> [Instructions to follow] Reproduce verbatim the lines of the listing below, starting with the line with "Might I ask you to point at the vanity drawer" and going on through the line with "point(307, 330)", both included.

------ Data supplied

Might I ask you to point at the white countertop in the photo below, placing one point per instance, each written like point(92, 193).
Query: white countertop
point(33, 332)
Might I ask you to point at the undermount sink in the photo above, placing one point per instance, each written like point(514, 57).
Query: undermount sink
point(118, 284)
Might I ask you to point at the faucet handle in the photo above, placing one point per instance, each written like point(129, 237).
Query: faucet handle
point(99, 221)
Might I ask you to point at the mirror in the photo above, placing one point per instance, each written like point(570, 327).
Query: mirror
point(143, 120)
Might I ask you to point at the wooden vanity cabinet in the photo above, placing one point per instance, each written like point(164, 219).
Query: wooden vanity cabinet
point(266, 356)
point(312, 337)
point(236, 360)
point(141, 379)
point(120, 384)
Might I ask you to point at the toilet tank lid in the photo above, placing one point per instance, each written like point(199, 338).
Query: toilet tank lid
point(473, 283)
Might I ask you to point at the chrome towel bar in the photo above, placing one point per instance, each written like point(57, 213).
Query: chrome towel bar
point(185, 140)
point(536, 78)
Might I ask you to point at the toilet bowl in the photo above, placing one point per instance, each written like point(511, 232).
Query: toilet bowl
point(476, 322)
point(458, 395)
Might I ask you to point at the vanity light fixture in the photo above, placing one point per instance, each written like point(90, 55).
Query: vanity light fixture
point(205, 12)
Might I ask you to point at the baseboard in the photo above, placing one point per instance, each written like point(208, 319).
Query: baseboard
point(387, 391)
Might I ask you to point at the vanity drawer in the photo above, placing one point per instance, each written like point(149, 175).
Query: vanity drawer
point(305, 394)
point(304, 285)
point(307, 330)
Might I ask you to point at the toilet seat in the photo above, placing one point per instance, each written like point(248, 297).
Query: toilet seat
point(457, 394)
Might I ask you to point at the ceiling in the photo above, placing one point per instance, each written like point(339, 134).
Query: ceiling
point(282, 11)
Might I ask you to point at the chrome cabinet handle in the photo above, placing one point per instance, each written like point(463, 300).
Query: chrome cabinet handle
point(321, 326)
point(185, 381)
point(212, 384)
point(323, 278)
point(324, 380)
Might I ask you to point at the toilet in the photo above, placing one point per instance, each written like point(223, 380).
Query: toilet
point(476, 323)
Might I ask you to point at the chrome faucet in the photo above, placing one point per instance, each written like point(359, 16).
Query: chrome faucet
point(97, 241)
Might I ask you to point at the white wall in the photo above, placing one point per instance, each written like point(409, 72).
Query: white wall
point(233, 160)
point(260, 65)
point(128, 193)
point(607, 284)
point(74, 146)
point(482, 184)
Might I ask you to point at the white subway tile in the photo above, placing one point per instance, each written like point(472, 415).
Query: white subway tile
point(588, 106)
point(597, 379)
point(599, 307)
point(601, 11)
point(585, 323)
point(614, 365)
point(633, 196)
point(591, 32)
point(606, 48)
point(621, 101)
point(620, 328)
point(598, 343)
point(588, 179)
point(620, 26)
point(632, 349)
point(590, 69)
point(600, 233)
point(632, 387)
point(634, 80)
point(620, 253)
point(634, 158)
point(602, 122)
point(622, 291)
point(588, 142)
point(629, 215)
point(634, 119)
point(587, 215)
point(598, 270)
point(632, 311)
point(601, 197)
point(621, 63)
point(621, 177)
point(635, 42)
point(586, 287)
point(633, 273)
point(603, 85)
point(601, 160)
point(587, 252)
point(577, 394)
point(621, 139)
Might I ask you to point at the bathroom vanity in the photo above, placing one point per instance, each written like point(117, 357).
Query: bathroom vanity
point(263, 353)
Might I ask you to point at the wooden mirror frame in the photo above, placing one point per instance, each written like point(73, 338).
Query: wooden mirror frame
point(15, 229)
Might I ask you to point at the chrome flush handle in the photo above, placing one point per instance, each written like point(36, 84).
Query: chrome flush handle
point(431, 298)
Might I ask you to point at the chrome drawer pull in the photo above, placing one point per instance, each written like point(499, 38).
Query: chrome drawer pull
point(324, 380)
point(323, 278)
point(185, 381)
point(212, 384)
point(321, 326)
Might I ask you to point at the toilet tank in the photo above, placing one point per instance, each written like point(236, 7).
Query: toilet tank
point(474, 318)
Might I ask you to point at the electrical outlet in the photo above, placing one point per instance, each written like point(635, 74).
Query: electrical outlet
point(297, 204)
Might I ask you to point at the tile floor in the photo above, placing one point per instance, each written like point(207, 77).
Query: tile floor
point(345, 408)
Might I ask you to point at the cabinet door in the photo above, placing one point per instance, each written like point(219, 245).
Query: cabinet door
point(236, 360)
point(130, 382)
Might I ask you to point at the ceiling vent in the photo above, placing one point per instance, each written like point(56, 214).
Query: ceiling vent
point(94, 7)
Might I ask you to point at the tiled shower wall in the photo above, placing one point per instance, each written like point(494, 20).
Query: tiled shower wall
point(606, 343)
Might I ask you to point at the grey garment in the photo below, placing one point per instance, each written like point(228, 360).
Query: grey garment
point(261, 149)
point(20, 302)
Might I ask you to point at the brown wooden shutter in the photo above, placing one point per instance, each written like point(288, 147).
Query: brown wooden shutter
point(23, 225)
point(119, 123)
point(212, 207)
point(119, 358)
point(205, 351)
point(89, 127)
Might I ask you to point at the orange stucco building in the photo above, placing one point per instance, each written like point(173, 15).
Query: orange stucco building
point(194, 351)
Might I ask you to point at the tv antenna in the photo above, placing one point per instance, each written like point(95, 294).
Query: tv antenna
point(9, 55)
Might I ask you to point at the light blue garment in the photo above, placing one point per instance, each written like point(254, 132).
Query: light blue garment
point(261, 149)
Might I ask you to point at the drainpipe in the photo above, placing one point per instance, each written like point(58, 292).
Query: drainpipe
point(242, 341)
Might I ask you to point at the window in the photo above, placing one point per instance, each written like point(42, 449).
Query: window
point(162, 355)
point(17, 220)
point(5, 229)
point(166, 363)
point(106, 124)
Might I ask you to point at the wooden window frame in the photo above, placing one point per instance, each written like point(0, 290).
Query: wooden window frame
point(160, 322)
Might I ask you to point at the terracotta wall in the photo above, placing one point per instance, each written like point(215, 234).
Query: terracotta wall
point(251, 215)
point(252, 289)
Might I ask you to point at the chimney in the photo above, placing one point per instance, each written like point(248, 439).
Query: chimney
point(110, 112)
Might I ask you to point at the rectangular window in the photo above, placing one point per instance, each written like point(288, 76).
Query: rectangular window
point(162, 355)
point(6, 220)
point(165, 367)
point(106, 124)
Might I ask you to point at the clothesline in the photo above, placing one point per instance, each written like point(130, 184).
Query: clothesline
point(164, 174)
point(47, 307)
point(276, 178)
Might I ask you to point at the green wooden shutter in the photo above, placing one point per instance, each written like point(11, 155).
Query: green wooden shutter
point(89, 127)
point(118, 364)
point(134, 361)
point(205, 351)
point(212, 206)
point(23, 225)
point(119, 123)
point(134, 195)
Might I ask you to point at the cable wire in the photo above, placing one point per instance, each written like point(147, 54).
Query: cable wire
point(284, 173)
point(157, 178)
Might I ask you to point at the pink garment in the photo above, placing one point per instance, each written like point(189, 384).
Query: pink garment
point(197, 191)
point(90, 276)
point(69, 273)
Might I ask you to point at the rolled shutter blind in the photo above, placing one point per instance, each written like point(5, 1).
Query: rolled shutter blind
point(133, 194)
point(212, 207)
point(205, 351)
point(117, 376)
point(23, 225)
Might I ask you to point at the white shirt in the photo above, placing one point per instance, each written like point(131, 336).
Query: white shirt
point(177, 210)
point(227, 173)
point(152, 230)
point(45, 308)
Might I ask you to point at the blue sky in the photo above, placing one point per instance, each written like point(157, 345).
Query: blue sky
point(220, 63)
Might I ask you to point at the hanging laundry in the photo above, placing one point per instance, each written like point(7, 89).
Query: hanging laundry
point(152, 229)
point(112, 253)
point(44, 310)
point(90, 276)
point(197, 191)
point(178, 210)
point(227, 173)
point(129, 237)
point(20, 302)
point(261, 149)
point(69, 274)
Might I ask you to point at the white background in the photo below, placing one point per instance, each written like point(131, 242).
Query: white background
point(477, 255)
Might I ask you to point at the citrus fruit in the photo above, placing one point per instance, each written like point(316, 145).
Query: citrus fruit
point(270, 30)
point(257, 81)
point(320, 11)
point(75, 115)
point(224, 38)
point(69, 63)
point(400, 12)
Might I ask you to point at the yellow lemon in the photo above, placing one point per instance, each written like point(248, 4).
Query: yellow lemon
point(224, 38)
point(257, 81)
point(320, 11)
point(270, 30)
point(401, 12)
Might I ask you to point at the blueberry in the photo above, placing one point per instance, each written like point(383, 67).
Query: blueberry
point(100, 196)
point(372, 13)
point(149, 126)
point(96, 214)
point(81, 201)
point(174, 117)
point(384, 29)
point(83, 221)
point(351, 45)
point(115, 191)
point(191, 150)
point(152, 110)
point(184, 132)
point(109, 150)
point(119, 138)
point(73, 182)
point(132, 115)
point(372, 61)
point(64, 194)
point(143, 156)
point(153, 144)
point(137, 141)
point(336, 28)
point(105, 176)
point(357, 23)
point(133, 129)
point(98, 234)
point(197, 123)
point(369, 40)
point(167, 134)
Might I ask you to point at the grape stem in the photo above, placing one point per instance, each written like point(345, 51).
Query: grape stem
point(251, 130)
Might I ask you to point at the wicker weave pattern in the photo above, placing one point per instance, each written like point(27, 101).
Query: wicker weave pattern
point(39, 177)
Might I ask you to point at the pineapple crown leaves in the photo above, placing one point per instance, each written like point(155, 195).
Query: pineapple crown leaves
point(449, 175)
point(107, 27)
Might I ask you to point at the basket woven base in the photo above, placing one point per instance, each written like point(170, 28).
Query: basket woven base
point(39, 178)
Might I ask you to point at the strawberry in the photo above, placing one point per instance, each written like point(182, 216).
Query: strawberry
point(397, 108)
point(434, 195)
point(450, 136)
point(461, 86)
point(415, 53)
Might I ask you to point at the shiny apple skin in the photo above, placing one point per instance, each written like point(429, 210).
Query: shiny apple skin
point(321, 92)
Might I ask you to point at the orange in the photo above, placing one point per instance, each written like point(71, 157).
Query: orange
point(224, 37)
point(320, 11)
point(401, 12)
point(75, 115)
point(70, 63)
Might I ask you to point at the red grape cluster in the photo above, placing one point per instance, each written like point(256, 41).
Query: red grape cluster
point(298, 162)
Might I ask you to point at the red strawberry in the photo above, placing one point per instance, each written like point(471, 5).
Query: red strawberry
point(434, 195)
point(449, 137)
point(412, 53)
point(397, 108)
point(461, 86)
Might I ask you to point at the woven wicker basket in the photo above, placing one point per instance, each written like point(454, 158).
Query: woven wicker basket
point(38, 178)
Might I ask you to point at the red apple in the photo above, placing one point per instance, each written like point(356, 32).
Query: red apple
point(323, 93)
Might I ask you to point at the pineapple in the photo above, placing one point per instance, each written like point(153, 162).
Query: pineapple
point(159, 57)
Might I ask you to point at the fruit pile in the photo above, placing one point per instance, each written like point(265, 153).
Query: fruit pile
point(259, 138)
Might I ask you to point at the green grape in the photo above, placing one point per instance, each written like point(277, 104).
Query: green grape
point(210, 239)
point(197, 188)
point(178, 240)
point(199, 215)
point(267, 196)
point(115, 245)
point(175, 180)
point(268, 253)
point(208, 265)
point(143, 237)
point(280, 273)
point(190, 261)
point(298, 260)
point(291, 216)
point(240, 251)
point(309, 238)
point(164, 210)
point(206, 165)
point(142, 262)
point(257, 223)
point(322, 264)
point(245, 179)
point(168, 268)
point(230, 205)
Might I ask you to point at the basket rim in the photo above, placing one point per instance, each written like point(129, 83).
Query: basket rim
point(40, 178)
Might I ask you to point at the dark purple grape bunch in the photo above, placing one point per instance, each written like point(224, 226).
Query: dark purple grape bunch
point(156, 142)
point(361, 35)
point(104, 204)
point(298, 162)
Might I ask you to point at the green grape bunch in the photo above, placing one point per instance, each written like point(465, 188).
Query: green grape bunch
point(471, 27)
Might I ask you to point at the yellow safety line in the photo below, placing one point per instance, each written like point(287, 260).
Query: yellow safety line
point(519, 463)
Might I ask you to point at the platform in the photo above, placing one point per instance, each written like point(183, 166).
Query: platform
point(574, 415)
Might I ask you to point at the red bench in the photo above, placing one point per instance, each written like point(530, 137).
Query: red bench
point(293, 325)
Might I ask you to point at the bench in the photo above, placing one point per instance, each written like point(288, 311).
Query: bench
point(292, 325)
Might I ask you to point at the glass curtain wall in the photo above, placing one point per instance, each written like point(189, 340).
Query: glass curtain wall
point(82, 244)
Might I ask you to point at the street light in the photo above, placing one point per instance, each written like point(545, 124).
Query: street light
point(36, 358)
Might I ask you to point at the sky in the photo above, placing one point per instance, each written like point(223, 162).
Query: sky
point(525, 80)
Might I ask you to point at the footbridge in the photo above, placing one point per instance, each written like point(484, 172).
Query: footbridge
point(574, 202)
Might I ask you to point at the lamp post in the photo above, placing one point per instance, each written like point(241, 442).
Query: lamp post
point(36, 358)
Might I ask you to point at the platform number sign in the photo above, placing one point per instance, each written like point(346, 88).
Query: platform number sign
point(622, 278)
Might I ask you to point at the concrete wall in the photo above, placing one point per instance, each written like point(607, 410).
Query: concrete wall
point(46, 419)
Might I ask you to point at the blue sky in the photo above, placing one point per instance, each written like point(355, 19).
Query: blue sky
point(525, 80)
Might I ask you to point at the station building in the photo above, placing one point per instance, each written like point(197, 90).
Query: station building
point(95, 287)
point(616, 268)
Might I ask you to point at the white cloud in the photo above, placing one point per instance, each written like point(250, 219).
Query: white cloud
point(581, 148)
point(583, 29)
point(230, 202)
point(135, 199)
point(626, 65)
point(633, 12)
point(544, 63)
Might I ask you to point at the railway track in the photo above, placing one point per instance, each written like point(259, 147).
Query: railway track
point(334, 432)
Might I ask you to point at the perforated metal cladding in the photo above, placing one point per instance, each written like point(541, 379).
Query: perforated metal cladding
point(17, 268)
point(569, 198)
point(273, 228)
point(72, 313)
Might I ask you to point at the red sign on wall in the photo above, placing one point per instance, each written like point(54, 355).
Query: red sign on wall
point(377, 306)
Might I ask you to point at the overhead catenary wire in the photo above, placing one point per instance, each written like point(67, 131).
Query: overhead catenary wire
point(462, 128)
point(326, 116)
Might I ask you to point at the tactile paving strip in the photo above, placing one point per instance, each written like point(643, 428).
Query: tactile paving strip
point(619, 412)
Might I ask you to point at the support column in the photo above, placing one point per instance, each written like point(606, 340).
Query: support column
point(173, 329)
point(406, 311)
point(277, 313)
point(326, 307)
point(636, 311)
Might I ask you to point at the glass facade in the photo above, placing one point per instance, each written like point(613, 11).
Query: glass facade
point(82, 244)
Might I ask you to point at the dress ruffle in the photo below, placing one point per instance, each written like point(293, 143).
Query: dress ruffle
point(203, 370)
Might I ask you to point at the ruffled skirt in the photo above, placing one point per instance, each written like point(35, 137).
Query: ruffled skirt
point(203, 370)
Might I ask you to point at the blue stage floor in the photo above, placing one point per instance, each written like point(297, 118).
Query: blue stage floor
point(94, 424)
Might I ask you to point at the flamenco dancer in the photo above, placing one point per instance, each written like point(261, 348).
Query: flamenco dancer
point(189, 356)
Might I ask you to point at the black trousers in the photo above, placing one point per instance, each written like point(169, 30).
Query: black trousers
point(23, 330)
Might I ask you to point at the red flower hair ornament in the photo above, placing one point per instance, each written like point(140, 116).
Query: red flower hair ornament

------------

> [The output]
Might I ask you to point at the vanity drawer in the photo above, placing one point per instance, each written like point(149, 175).
Query: vanity drawer
point(305, 394)
point(304, 285)
point(307, 330)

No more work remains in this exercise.